• _STATED GOAL 1_:
Answer these questions using the desalination patent page below.
(a) What minimum daily volume of product water does the abstract state for the process?
(b) Which company is listed as the assignee?
(c) According to claim 1, what kind of source powers the high pressure pump?

US2025256990A1PendingUtilityA1

Large scale desalination process

Assignee: IDE WATER TECH LTDPriority: Jun 25, 2020Filed: Apr 28, 2025Published: Aug 14, 2025
Est. expiryJun 25, 2040(~13.9 yrs left)· nominal 20-yr term from priority
C02F 1/44B01D 61/025C02F 1/00C02F 1/441C02F 2303/14C02F 2209/03C02F 2209/005C02F 2201/009C02F 2103/08B01D 2317/06B01D 2317/04B01D 2313/36B01D 2313/246B01D 2313/243B01D 61/58B01D 61/145B01D 61/12B01D 61/10B01D 61/06Y02A20/131C02F 2201/002
72
PatentIndex Score
0
Cited by
0
References
0
Claims

Abstract

A large scale water desalination process for producing at least 100,000 m 3 /day of product water. Feed water is passed through a high pressure pump driven by at least one steam turbine capable of producing at least 1 MW of energy, the pressurized feed water passing through at least one reverse osmosis membrane to provide a residual brine stream and a product water. A start-up step slowly increases pressure in the membrane at a maximum rate of 12 psi (8.3 Newtons/cm2; 0.08 MPa) per second by rotation of the turbine driven high pressure pump at a maximum rate of 30 RPM to slowly increase pressure on the membrane to a predetermined operational pressure and controlling the operational pressure following the start-up step by rotation of the high pressure pump between 500 RPM and 5000 RPM dependent on the pressure applied by the steam turbine.

Claims

exact text as granted — not AI-modified
1 . A large scale water desalination plant, comprising a plurality of feed water inlets, each feed water inlet being connected to at least one high pressure pump to drive feed water through at least one reverse osmosis membrane, the large scale water desalination plant further comprising:
 at least one residual brine water outlet;   at least one product water outlet; wherein said at least one high pressure pump is powered by at least one nonelectrical source; further wherein at least one parameter selected from a group consisting of the operating pressure of said at least one high pressure pump, the rotation speed of said at least one high pressure pump and any combination thereof, is set or controllable according to at least one operating parameter or fluctuations thereof; wherein said parameter is set or controllable to compensate or adapt for said at least one operating parameter or fluctuations thereof;   said operating parameter is selected from a group consisting of feed water condition or fluctuations thereof, the flow of feed water or fluctuations thereof, the volume of feed water or fluctuations thereof, the aging of said at least one reverse osmosis membrane or fluctuations thereof, product water quantity required or fluctuations thereof, daily tidal variations or fluctuations thereof, temperature changes of said feed water, quality of the product water required, salinity of said feed water or fluctuations thereof, seasonal temperature changes of said feed water or fluctuations thereof, or any combination thereof.

Extracted records
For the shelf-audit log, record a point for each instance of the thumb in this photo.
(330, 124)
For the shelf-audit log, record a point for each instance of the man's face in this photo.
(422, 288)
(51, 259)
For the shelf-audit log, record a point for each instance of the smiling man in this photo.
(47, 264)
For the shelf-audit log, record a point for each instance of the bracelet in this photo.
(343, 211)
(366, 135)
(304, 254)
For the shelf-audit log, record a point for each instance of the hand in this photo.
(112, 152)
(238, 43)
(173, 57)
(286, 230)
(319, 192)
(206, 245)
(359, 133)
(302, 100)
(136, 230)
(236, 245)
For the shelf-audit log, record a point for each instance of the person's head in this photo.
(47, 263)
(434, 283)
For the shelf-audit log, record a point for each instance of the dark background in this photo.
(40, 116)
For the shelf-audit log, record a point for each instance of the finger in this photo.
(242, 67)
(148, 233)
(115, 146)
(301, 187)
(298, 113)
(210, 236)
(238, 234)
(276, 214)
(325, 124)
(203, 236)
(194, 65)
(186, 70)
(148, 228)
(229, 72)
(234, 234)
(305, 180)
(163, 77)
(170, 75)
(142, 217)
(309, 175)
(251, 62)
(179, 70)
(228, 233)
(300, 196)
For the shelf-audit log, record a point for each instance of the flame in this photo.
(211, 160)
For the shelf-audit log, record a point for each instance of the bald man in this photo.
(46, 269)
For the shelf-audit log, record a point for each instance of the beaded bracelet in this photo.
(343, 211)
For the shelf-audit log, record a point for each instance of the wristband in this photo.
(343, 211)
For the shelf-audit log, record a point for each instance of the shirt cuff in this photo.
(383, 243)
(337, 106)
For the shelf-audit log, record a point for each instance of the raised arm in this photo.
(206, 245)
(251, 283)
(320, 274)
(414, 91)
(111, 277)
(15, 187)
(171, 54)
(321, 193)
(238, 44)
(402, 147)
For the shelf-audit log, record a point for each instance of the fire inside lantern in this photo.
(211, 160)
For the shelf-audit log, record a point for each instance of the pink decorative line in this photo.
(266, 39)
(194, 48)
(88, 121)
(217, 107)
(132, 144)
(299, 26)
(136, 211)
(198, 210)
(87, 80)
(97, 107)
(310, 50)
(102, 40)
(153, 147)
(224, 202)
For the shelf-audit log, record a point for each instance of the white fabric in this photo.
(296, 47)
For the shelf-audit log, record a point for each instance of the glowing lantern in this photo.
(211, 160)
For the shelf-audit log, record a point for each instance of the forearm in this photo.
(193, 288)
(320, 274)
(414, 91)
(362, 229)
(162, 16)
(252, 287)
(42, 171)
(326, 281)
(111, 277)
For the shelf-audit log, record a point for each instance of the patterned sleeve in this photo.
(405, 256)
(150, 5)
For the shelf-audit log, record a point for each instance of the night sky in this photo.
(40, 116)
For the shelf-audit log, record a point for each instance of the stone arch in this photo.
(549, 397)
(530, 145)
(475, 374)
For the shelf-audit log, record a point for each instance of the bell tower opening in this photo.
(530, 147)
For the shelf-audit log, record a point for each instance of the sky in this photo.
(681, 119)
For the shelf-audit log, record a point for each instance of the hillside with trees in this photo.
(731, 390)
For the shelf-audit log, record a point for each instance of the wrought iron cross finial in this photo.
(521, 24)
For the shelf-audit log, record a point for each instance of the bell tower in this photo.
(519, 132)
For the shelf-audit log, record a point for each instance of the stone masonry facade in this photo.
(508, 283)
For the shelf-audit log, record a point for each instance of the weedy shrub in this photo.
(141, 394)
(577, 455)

• _STATED GOAL 2_:
In the entries, rewrite the lines from the one containing "facade in this photo." through the end of the entries, changing "weedy shrub" to "overgrown shrub" and leaving everything else as it is.

• _FULL SOLUTION 1_:
(a) At least 100,000 m³/day of product water.
(b) IDE WATER TECH LTD.
(c) At least one nonelectrical source.

• _FULL SOLUTION 2_:
For the shelf-audit log, record a point for each instance of the stone masonry facade in this photo.
(508, 283)
For the shelf-audit log, record a point for each instance of the overgrown shrub in this photo.
(141, 394)
(577, 455)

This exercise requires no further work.